_TASK BRIEF_: Every line of the entries with the word "branch" in it should be shown.

[Stored items]
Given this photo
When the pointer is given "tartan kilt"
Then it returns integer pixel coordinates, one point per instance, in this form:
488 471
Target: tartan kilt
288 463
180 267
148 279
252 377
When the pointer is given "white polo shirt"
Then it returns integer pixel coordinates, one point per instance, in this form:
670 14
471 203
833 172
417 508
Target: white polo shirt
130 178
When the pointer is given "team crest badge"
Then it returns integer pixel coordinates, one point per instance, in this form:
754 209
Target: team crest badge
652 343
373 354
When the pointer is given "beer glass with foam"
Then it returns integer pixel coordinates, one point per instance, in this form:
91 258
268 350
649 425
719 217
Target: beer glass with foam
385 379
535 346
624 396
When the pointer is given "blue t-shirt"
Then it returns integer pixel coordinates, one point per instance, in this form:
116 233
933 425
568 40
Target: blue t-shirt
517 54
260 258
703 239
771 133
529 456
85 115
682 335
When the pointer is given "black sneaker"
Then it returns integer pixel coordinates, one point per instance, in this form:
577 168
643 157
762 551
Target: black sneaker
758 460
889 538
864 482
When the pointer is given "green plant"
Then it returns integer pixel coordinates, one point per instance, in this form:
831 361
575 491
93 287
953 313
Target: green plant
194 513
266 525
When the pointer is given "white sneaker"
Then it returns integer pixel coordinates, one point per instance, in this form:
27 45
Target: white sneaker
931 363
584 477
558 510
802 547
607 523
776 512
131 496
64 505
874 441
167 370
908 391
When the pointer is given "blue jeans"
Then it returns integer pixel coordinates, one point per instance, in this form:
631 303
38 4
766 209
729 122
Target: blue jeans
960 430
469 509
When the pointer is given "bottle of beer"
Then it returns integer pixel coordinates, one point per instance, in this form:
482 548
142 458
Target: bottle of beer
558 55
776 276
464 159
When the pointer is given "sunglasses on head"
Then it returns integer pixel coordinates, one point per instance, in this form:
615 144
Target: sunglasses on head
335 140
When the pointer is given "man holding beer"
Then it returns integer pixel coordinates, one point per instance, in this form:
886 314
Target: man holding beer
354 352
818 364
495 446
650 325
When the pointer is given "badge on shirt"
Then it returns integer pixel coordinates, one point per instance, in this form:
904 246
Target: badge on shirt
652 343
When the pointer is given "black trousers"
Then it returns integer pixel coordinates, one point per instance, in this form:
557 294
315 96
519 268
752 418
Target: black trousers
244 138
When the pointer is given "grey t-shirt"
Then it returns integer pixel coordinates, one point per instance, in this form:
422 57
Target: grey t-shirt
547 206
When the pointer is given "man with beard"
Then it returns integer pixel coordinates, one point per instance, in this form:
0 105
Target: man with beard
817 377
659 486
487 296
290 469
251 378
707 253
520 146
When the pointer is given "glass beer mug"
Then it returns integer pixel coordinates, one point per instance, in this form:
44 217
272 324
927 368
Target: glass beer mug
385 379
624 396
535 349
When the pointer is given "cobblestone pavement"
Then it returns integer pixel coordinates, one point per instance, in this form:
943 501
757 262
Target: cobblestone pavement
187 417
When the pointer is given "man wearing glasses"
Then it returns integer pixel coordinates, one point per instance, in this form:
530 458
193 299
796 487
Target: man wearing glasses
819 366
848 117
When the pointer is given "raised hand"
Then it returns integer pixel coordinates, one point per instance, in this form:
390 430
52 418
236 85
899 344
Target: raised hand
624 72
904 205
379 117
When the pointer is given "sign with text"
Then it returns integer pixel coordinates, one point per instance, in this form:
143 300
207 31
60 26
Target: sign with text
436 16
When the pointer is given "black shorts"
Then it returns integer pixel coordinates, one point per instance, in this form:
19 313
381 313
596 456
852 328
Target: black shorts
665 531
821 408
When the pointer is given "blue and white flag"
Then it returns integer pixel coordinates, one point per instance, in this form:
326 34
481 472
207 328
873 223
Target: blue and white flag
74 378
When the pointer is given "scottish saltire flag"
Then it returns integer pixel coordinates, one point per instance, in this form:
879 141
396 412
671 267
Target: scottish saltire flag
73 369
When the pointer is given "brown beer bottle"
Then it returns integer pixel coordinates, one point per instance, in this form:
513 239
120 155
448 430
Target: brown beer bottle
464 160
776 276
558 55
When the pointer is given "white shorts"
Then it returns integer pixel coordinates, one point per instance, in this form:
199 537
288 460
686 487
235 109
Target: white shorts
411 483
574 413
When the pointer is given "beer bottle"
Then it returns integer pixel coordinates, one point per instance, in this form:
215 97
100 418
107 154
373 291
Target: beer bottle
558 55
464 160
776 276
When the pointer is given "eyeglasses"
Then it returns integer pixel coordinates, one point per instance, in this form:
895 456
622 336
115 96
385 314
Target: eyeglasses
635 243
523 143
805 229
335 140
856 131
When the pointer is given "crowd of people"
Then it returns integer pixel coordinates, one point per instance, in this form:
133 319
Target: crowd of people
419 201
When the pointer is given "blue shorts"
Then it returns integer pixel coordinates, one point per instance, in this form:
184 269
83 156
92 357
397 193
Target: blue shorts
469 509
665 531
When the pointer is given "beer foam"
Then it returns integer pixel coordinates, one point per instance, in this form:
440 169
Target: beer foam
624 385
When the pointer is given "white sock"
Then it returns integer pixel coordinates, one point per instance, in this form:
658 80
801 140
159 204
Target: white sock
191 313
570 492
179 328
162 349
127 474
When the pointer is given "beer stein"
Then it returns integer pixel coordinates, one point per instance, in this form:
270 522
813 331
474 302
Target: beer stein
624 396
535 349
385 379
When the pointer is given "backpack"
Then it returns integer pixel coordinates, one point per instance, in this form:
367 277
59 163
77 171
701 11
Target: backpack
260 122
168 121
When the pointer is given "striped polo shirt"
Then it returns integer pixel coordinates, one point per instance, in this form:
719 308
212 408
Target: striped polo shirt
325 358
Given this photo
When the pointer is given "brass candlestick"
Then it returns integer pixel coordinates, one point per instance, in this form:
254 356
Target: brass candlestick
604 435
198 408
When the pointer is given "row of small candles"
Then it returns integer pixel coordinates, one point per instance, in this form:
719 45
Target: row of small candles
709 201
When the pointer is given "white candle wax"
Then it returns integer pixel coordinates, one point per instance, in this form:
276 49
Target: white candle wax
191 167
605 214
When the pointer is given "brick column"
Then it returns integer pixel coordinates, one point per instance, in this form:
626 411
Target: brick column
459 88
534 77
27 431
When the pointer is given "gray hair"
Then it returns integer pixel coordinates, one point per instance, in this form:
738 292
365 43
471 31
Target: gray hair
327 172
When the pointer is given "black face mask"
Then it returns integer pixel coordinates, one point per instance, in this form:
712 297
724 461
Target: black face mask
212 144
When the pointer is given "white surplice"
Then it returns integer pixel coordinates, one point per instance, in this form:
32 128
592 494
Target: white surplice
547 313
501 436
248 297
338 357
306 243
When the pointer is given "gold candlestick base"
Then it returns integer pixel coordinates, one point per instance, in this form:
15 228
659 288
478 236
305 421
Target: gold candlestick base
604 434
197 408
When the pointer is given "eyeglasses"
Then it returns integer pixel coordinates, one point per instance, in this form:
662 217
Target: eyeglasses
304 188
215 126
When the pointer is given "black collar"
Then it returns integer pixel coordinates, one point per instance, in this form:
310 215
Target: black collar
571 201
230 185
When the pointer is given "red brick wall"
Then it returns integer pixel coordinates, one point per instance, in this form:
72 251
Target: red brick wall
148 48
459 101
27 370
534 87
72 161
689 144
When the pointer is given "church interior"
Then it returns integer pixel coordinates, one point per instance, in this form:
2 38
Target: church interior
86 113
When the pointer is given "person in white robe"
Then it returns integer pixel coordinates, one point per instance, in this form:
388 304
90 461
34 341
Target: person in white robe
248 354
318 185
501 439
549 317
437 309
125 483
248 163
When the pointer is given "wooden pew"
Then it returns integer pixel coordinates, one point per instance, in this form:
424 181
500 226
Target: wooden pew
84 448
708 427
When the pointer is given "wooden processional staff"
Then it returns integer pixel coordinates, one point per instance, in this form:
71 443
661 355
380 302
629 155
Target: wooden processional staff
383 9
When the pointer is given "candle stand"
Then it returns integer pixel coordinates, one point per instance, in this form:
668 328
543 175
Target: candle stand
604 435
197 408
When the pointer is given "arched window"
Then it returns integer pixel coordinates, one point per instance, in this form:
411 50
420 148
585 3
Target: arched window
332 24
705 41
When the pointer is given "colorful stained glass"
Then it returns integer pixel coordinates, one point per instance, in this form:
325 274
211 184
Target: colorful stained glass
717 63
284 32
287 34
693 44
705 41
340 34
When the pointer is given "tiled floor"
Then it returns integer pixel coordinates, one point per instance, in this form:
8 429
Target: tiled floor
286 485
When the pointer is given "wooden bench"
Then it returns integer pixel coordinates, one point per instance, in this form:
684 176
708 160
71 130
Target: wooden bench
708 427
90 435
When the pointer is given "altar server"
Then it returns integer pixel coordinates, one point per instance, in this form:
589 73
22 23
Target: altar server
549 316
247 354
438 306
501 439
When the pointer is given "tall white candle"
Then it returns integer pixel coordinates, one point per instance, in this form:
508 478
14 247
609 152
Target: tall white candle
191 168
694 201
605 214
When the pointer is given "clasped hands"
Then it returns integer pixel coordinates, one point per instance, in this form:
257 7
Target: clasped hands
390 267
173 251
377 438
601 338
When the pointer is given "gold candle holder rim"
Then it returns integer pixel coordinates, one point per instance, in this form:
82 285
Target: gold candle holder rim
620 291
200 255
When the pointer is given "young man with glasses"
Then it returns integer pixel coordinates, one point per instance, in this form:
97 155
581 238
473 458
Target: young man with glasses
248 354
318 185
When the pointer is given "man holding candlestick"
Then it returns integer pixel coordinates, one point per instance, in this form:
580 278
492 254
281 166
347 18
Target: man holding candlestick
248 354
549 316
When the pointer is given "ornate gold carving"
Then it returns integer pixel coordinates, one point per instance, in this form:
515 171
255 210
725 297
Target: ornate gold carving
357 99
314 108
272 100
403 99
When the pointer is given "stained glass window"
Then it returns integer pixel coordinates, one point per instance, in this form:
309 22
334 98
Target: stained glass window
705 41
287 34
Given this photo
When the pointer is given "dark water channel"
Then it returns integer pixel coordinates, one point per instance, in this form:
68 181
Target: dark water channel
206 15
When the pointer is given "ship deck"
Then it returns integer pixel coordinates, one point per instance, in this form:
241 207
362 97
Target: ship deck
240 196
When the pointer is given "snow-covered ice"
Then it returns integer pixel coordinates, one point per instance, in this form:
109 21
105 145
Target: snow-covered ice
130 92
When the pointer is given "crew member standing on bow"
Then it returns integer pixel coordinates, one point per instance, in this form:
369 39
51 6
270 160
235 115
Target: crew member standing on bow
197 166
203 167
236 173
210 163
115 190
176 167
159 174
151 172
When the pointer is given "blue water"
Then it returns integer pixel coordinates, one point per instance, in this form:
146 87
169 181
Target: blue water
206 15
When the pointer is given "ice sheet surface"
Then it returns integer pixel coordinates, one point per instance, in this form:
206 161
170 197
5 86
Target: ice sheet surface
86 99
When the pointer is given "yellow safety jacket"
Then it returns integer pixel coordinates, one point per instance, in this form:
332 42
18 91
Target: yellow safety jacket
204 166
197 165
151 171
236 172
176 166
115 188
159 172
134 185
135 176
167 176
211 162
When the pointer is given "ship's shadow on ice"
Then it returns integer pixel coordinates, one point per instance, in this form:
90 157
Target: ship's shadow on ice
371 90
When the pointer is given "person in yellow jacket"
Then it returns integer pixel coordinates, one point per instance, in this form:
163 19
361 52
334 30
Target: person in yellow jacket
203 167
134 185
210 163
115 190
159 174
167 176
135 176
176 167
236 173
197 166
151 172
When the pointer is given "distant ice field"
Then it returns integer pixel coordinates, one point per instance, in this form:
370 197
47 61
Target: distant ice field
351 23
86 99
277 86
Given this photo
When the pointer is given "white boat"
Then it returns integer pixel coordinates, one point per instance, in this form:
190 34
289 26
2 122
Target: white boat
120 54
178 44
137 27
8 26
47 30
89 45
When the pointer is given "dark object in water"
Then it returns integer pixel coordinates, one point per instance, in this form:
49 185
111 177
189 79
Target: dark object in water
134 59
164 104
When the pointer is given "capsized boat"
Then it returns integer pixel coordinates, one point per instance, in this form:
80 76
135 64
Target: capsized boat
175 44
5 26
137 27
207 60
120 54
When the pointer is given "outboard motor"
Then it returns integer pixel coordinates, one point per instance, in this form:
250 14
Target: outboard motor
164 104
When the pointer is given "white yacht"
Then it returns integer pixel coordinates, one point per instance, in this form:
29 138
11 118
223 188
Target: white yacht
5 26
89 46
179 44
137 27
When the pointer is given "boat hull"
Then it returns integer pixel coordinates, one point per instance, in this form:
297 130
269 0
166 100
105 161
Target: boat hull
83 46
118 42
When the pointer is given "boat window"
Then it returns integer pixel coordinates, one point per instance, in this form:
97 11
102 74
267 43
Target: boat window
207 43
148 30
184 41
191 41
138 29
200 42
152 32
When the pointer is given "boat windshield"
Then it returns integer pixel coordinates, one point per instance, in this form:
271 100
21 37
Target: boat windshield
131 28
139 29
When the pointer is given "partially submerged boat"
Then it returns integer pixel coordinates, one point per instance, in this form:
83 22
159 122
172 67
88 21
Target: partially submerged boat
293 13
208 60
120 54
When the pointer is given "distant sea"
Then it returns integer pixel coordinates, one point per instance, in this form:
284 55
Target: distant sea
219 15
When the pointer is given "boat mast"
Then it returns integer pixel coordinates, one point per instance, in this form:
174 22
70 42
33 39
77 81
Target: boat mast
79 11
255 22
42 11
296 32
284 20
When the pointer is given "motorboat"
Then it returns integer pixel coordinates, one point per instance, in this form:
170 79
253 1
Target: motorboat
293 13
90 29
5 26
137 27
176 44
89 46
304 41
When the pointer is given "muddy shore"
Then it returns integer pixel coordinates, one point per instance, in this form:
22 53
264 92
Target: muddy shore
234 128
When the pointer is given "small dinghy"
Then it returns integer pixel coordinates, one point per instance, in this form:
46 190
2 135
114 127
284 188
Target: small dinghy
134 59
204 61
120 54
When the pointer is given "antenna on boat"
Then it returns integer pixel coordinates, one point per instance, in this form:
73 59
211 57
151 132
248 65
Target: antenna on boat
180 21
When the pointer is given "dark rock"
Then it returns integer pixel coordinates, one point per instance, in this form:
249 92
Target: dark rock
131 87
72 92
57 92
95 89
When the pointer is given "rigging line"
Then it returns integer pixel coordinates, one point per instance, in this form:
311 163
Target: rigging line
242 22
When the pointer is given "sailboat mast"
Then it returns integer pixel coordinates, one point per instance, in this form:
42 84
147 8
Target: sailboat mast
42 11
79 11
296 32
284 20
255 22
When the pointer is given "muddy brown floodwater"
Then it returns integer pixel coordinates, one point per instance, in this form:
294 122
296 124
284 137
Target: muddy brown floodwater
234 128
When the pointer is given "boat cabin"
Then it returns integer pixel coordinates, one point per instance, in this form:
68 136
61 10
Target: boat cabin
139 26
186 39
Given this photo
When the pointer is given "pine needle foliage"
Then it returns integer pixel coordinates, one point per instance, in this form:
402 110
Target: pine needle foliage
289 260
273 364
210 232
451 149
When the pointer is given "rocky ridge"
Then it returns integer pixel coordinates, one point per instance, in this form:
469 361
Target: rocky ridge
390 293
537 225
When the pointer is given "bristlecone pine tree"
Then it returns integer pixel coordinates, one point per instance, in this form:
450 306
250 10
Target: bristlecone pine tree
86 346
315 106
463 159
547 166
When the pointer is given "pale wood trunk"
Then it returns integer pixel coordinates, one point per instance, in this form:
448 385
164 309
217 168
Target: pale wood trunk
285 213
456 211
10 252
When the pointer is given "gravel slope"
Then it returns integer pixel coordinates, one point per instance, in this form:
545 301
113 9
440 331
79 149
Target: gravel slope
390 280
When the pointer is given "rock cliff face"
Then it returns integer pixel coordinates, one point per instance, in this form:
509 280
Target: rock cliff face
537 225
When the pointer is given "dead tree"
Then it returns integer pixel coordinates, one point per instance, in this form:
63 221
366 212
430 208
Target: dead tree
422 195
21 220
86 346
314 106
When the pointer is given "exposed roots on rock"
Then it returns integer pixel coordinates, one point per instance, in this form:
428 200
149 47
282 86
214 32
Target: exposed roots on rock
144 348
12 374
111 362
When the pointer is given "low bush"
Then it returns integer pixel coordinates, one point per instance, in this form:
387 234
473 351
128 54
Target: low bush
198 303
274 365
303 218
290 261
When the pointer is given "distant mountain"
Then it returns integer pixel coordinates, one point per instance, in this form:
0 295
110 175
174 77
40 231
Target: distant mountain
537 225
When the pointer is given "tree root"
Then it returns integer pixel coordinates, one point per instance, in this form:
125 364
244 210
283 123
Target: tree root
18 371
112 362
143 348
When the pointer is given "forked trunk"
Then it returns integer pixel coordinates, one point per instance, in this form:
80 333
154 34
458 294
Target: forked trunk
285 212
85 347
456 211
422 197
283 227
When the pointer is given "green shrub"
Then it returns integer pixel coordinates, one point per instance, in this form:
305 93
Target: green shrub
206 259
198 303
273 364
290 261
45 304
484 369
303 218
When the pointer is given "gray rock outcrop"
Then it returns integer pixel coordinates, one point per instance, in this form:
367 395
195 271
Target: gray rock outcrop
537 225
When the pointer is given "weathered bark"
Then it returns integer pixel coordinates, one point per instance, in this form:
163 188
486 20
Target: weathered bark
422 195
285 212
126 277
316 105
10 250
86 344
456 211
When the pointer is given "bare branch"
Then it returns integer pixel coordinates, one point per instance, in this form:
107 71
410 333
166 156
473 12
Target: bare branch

_WRITTEN RESPONSE_:
When the pointer is given "bare branch"
Target: bare branch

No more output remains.